# OBJECTIVE 1
Reproduce the full post on political and economic reality that follows, keeping every word and line break unchanged.

# SUPPLIED PASSAGE
━━━━━━

Wednesday, November 6, 2024

Bernie Sanders on Political and Economic Reality UPDATED!

 Dear Jack,

Let me thank you all for the financial and political support that you have given me over the last many months. With your help, we’ve been able to hold well-attended rallies and town meetings for Kamala and Democratic candidates all across the country - New Hampshire, Maine, Illinois, Iowa, Texas, Nevada, Pennsylvania, Michigan, and Wisconsin. We have also, of course, held numerous events in my own state of Vermont where I’m running for reelection to the Senate.

Will we be successful in defeating Trump – the most dangerous candidate in modern American history? Well, we’ll find out soon enough. But, this I do know. No matter what the outcome of this election the Democratic Party needs fundamental and immediate reform. It can no longer continue to ignore the major economic and political crises facing the working families of our country.

YES. We must address the reality that the United States is rapidly moving to an oligarchic form of society. Never before in our history have so few had so much wealth and power.

━━━━━━

# RAW DATA

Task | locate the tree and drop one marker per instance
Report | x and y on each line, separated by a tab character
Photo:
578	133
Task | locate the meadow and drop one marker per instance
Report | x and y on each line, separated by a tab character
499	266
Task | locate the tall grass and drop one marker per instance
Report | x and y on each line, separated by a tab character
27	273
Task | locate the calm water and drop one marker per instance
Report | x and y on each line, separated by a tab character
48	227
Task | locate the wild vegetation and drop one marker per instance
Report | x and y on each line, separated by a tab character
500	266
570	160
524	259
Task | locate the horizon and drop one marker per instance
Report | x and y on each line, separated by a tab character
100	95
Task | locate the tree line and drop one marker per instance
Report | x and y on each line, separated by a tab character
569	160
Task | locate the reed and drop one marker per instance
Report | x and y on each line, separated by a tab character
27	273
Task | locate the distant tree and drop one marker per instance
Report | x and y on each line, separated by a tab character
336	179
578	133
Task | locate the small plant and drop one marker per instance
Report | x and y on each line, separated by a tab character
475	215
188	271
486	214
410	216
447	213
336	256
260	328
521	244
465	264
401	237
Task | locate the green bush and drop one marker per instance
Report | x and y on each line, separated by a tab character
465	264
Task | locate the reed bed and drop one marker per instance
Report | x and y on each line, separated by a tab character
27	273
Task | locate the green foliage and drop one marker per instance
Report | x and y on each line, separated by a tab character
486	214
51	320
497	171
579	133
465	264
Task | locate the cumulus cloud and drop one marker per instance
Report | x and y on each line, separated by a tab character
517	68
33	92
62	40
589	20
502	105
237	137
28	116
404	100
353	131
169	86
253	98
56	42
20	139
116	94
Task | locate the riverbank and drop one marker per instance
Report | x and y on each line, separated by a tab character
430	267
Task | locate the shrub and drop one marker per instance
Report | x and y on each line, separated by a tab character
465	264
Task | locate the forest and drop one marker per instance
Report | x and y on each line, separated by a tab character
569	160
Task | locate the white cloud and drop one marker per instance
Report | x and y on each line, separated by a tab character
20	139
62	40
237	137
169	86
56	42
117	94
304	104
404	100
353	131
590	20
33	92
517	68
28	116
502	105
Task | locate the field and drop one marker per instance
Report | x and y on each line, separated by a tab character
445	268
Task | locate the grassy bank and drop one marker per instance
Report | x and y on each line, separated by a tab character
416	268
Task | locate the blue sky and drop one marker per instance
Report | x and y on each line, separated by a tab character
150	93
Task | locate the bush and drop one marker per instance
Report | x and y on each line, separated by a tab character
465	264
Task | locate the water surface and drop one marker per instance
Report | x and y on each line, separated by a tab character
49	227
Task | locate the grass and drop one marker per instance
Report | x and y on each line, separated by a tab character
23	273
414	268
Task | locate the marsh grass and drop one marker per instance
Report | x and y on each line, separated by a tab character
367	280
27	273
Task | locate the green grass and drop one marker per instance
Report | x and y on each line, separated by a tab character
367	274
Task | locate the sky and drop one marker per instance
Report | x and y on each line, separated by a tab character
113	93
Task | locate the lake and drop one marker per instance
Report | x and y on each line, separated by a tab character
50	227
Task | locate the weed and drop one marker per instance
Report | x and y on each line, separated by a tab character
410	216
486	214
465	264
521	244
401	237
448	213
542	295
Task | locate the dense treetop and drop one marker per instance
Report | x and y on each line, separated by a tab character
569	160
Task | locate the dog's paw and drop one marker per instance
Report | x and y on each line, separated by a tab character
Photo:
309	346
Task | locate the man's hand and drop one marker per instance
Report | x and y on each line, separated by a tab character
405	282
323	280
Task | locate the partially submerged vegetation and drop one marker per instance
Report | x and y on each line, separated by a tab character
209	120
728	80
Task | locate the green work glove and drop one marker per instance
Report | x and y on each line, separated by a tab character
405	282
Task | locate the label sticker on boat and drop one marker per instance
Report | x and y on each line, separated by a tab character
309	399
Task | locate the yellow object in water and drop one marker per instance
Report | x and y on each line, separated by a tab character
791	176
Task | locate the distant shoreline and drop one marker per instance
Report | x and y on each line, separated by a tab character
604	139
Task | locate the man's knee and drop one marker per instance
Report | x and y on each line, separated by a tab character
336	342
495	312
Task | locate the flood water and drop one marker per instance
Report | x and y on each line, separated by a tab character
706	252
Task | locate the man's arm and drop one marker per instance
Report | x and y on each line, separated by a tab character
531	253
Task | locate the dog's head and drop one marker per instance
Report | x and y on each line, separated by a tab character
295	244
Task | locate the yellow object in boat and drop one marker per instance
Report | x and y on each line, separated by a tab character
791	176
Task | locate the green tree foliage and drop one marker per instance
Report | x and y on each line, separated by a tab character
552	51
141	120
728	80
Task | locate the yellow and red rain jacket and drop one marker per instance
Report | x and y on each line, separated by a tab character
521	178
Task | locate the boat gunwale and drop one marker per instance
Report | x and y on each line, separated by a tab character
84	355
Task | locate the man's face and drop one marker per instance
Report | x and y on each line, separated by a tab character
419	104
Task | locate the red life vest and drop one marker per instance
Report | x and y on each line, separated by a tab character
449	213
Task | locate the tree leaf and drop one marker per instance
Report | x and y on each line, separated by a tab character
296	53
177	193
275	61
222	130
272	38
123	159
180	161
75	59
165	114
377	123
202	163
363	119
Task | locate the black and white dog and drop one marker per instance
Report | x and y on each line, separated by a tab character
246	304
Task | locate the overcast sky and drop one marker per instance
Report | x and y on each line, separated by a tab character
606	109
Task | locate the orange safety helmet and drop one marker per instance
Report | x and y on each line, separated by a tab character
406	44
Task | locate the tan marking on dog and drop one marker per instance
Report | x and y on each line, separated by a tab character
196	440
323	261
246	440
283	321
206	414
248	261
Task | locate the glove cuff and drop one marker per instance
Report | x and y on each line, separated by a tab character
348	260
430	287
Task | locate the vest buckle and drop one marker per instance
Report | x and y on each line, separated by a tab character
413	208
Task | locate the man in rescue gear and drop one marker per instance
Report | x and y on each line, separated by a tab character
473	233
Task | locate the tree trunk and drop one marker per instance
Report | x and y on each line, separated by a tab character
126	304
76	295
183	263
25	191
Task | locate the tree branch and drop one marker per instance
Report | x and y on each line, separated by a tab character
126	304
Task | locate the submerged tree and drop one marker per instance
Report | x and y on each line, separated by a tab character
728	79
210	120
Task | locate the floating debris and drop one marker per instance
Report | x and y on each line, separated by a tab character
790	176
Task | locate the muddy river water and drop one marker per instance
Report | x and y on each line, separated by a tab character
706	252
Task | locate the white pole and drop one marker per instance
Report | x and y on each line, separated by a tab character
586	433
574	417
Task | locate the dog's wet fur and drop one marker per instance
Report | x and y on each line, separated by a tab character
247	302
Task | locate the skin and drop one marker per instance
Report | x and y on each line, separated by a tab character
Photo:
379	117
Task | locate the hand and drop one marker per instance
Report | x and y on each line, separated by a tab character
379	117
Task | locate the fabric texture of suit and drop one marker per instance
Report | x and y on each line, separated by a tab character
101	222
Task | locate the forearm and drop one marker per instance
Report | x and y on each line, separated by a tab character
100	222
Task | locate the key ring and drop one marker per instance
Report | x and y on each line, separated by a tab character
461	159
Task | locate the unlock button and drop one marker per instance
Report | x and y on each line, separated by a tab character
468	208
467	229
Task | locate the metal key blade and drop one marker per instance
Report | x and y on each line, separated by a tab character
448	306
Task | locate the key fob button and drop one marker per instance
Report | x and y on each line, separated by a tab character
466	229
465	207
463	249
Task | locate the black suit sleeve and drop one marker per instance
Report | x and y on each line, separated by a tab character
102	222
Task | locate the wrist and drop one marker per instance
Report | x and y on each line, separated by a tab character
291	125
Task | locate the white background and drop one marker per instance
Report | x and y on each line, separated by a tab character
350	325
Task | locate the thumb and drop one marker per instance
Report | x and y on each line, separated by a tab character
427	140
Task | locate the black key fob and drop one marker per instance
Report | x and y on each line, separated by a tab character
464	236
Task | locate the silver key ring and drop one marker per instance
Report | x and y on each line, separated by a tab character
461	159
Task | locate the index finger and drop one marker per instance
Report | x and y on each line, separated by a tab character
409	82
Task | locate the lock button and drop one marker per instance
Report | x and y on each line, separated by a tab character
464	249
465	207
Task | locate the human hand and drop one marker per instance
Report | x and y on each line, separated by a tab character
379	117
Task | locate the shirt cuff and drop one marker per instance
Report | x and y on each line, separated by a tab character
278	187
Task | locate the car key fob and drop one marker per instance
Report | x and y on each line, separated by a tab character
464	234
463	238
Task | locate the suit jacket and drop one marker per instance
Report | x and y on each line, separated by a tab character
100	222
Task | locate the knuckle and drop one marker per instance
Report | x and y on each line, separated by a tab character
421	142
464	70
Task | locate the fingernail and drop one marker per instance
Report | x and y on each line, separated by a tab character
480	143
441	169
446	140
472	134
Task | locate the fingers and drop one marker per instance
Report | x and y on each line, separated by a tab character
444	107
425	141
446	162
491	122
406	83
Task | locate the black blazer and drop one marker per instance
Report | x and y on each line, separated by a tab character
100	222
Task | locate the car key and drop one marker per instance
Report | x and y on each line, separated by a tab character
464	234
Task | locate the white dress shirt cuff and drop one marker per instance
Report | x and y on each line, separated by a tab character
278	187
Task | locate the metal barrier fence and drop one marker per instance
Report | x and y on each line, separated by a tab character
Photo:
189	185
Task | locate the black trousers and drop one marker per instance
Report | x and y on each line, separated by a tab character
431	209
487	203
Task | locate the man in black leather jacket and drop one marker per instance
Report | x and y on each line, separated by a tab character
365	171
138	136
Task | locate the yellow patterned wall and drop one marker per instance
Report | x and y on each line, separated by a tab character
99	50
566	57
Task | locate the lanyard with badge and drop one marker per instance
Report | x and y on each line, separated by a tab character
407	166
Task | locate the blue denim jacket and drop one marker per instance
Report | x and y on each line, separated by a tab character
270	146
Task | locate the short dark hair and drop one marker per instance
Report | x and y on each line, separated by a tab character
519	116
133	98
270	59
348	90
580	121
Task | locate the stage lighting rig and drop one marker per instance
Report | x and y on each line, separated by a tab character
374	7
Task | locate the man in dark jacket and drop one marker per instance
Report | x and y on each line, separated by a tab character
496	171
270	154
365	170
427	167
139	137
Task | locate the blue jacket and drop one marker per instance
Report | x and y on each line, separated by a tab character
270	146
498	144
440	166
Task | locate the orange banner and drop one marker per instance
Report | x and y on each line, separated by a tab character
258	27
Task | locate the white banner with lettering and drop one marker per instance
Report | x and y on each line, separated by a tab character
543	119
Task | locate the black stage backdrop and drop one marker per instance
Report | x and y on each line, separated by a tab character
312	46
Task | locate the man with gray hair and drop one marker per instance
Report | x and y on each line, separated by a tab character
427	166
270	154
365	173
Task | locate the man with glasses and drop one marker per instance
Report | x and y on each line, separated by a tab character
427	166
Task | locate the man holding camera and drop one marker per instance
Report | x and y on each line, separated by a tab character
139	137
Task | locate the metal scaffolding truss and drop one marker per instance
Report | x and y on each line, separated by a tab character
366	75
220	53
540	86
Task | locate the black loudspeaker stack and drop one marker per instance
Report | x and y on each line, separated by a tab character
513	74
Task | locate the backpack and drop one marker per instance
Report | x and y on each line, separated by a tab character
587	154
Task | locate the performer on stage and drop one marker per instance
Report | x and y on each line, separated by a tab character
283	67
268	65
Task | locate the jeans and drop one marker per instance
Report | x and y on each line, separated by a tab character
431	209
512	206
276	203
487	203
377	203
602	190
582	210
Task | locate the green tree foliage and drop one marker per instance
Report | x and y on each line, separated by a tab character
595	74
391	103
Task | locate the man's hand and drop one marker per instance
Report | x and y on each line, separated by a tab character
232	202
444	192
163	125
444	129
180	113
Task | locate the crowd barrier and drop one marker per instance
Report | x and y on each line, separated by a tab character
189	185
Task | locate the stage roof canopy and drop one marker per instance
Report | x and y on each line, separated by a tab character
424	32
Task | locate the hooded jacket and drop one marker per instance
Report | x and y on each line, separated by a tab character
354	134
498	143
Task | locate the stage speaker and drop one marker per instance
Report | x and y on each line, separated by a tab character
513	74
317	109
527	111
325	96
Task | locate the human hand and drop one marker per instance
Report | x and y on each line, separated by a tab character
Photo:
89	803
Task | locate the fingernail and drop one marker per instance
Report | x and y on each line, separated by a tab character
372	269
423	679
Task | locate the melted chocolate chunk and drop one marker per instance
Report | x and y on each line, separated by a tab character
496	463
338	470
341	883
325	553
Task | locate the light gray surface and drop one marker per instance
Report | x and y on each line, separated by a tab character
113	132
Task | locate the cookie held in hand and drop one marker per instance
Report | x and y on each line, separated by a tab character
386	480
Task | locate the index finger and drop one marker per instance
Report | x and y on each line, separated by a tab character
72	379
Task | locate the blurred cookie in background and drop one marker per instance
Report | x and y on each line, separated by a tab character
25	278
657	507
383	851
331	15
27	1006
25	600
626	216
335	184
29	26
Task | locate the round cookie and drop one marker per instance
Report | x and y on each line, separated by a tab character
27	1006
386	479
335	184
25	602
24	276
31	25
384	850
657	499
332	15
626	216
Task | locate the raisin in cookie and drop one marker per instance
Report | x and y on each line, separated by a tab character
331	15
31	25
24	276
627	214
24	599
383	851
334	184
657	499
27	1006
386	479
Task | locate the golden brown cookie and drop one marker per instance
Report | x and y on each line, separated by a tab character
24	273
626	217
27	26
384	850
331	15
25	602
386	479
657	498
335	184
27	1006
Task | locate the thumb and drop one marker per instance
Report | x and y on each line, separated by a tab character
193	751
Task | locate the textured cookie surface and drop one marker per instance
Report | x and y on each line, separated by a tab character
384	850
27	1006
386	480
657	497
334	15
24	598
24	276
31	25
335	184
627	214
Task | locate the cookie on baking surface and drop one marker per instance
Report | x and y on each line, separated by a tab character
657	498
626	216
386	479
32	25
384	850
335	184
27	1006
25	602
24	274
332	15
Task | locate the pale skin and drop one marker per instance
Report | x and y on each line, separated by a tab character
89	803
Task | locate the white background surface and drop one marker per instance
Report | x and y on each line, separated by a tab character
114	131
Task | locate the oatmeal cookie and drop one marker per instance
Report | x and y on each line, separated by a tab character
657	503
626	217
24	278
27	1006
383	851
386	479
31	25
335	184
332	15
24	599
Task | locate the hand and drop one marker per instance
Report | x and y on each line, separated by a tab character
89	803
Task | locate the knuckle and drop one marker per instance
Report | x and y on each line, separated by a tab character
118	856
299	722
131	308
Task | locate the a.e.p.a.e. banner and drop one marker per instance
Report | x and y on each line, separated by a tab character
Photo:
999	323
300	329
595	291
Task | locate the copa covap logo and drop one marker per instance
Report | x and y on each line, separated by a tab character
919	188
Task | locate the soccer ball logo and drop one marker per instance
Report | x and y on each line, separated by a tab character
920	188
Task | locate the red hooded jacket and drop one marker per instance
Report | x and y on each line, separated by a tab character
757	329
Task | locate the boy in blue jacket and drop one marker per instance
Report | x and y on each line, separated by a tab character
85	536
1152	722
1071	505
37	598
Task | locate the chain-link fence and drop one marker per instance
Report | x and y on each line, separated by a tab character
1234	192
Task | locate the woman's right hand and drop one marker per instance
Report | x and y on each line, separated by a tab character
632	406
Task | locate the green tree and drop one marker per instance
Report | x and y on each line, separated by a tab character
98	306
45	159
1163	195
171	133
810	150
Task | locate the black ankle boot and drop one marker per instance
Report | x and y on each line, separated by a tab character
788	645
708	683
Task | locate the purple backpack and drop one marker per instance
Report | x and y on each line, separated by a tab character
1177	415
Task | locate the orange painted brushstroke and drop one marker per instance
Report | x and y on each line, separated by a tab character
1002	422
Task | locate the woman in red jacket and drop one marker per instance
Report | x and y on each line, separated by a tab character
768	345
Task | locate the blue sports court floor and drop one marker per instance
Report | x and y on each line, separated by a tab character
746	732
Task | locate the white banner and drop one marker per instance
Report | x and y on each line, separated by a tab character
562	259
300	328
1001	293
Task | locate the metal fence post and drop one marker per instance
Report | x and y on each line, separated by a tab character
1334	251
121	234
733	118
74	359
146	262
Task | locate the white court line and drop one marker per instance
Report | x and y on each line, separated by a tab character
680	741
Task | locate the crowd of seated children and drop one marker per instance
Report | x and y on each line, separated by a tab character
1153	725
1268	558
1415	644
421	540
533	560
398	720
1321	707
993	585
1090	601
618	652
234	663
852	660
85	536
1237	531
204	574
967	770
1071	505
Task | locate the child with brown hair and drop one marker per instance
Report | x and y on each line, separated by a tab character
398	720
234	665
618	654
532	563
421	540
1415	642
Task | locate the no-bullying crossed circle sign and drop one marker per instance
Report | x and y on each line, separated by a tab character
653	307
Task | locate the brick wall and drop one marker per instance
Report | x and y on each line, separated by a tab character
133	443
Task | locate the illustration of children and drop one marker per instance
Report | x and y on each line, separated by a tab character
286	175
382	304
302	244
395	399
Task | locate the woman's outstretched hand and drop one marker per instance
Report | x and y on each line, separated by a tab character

━━━━━━

# OBJECTIVE 2
Pull out each line of the records above that contains the word "background". Case counts when matching.

# WRITTEN REPLY 1
Wednesday, November 6, 2024

Bernie Sanders on Political and Economic Reality UPDATED!

 Dear Jack,

Let me thank you all for the financial and political support that you have given me over the last many months. With your help, we’ve been able to hold well-attended rallies and town meetings for Kamala and Democratic candidates all across the country - New Hampshire, Maine, Illinois, Iowa, Texas, Nevada, Pennsylvania, Michigan, and Wisconsin. We have also, of course, held numerous events in my own state of Vermont where I’m running for reelection to the Senate.

Will we be successful in defeating Trump – the most dangerous candidate in modern American history? Well, we’ll find out soon enough. But, this I do know. No matter what the outcome of this election the Democratic Party needs fundamental and immediate reform. It can no longer continue to ignore the major economic and political crises facing the working families of our country.

YES. We must address the reality that the United States is rapidly moving to an oligarchic form of society. Never before in our history have so few had so much wealth and power.

# WRITTEN REPLY 2
Task | locate the white background and drop one marker per instance
Task | locate the blurred cookie in background and drop one marker per instance
Task | locate the white background surface and drop one marker per instance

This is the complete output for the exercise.